Direction: Reproduce each line of the listing exactly.

◇ ◇ ◇

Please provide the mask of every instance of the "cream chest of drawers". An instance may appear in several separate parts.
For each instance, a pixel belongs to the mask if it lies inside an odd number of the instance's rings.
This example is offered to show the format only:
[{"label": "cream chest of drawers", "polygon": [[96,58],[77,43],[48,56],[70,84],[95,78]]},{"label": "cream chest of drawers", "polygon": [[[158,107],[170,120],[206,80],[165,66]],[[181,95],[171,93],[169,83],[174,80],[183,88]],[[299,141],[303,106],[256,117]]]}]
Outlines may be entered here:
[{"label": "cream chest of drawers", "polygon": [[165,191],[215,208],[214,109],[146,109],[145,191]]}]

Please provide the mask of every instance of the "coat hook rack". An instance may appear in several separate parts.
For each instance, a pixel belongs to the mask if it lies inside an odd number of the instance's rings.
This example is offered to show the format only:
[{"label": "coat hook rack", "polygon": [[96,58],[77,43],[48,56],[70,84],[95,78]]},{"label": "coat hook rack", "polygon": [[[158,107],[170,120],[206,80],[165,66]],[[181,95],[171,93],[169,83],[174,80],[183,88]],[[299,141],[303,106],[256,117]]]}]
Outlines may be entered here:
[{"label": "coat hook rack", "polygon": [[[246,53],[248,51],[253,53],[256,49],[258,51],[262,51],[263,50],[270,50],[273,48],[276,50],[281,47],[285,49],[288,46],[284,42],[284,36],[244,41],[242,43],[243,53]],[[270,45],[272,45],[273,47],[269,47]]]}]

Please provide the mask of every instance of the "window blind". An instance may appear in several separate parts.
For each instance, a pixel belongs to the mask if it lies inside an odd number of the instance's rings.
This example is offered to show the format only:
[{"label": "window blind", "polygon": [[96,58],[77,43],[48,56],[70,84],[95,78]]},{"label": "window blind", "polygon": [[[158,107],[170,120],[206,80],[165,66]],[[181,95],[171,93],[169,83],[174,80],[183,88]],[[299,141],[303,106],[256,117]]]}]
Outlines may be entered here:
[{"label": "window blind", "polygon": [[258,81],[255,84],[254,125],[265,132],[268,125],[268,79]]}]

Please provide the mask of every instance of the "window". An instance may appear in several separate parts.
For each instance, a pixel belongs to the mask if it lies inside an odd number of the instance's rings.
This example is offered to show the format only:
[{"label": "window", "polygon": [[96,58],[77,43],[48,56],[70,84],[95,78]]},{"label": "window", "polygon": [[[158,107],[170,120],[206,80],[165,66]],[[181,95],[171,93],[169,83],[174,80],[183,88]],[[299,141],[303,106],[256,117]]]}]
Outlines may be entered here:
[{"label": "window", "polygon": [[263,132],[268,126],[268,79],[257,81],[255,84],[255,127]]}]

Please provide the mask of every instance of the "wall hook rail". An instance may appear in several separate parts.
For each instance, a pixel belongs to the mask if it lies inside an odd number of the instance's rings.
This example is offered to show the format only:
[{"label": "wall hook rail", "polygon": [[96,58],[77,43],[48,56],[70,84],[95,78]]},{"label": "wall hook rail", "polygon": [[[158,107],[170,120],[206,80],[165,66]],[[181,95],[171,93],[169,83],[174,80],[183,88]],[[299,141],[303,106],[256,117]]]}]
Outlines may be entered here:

◇ ◇ ◇

Expected answer:
Please provide the mask of every instance of the "cream chest of drawers". An instance may appear in several separate parts.
For each instance, a pixel belongs to the mask if it lies inside an odd number of the instance's rings.
This example is offered to show the format only:
[{"label": "cream chest of drawers", "polygon": [[96,58],[77,43],[48,56],[70,84],[95,78]]},{"label": "cream chest of drawers", "polygon": [[[158,107],[170,120],[206,80],[165,66]],[[181,95],[171,93],[169,83],[174,80],[183,88]],[[299,141],[303,106],[256,117]]]}]
Outlines may be entered here:
[{"label": "cream chest of drawers", "polygon": [[165,191],[215,208],[214,109],[146,109],[145,191]]}]

Please provide the mask of every instance of the "coat hook rack". An instance may appear in several separate parts.
For each instance, a pixel belongs to the mask if it lies inside an odd number of the instance's rings.
This example is offered to show the format only:
[{"label": "coat hook rack", "polygon": [[96,58],[77,43],[48,56],[70,84],[95,78]]},{"label": "coat hook rack", "polygon": [[[158,107],[170,120],[206,80],[165,66]],[[181,95],[171,93],[169,83],[174,80],[183,88]],[[299,141],[303,106],[256,117]]]}]
Outlines may be entered here:
[{"label": "coat hook rack", "polygon": [[[246,53],[248,51],[253,53],[256,49],[258,51],[262,51],[263,50],[270,50],[273,48],[276,50],[281,47],[285,49],[288,46],[284,42],[284,36],[244,41],[242,43],[243,53]],[[270,45],[272,45],[273,47],[269,47]]]}]

Please provide the mask of every instance of the "window blind". An instance may appear in several separate parts.
For each instance, a pixel belongs to the mask if it lies inside an odd number of the instance's rings.
This example is offered to show the format only:
[{"label": "window blind", "polygon": [[96,58],[77,43],[48,56],[70,84],[95,78]]},{"label": "window blind", "polygon": [[[158,107],[170,120],[206,80],[165,66]],[[181,95],[171,93],[169,83],[174,80],[183,88]],[[299,141],[303,106],[256,117]]]}]
Outlines may be entered here:
[{"label": "window blind", "polygon": [[258,81],[255,84],[254,125],[265,132],[268,125],[268,79]]}]

Please provide the mask of every instance of the "window". An instance may appear in several separate parts.
For each instance, a pixel belongs to the mask if it lies inside an odd number of the instance's rings.
This example is offered to show the format only:
[{"label": "window", "polygon": [[96,58],[77,43],[48,56],[70,84],[95,78]]},{"label": "window", "polygon": [[[158,107],[170,120],[206,80],[165,66]],[[181,95],[171,93],[169,83],[174,80],[183,88]],[[299,141],[303,106],[256,117]]]}]
Outlines may be entered here:
[{"label": "window", "polygon": [[263,132],[268,126],[268,79],[257,81],[255,84],[255,127]]}]

Please provide the mask of every instance of the "wall hook rail". An instance may appear in several separate parts.
For each instance, a pixel belongs to the mask if it lies inside an odd number of the instance's rings.
This example is offered to show the format only:
[{"label": "wall hook rail", "polygon": [[96,58],[77,43],[48,56],[70,84],[95,78]]},{"label": "wall hook rail", "polygon": [[[158,107],[170,120],[206,80],[165,66]],[[181,95],[171,93],[169,83],[174,80],[183,88]],[[299,141],[303,106],[256,117]]]}]
Outlines may be entered here:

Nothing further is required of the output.